Dataset entries:

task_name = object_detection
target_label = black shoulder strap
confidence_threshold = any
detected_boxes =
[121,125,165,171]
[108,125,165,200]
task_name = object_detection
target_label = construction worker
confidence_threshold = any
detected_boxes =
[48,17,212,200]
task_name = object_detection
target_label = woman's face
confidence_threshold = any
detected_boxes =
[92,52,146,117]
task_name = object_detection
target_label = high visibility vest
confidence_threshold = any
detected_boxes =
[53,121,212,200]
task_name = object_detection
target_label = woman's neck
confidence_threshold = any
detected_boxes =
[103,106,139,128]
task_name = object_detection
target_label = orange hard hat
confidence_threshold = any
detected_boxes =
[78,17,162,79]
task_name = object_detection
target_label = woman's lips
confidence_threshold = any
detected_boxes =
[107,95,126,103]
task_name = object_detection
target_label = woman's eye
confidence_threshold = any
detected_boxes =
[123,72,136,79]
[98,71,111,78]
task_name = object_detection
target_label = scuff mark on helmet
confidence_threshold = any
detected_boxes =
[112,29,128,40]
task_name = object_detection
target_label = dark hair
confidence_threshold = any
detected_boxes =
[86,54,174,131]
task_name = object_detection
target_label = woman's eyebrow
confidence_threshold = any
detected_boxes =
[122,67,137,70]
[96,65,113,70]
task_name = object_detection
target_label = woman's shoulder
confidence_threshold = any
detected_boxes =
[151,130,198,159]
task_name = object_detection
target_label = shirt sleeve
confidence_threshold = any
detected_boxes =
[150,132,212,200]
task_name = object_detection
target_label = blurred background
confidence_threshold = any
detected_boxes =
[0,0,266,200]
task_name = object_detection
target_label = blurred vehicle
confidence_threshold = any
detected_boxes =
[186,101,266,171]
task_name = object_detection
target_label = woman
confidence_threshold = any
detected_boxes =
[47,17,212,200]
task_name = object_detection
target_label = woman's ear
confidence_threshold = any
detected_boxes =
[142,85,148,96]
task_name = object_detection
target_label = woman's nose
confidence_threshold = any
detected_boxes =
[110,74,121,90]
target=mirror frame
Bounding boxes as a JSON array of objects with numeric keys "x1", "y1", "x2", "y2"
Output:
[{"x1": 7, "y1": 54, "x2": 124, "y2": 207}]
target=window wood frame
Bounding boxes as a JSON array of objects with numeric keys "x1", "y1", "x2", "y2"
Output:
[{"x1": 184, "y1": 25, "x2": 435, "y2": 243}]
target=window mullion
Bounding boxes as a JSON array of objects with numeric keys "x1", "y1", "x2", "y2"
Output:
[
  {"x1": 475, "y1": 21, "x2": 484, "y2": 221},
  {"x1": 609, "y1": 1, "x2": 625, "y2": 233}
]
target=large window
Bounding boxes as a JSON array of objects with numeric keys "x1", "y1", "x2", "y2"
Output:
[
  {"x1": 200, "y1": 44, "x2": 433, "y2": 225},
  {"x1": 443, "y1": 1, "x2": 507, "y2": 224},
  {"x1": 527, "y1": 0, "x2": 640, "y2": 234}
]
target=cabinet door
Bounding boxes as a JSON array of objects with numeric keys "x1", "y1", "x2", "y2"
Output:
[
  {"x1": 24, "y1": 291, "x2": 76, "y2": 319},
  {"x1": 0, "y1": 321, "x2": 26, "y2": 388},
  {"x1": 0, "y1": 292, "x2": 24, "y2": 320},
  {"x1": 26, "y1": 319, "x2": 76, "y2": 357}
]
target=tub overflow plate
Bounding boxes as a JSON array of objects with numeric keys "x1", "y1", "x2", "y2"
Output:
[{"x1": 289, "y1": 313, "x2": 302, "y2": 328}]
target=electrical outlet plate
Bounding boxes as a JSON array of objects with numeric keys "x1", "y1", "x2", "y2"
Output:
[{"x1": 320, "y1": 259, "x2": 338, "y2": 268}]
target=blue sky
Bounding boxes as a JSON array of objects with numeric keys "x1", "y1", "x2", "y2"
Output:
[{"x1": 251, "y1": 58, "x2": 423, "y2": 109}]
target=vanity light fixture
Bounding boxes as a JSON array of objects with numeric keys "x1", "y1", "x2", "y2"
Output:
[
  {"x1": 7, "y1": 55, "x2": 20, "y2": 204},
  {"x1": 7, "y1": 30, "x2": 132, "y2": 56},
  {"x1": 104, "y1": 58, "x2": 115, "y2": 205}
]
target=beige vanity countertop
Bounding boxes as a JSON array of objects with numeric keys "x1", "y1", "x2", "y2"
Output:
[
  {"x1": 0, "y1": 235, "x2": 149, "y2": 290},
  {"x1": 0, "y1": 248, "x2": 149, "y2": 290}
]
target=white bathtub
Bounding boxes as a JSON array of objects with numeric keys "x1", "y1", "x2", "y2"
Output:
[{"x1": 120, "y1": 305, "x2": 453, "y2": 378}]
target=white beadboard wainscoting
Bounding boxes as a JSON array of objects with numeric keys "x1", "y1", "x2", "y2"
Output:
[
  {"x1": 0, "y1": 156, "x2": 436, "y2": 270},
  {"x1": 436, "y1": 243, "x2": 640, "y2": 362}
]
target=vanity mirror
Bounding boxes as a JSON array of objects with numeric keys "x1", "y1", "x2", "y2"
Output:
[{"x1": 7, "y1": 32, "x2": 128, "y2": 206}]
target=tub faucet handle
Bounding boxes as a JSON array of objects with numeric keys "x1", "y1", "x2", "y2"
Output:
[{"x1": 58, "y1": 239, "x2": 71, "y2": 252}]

The task ->
Locate every line in the listing above that contains the string "mirror", and copy each one.

Output of the exercise ->
target=mirror frame
target=vanity mirror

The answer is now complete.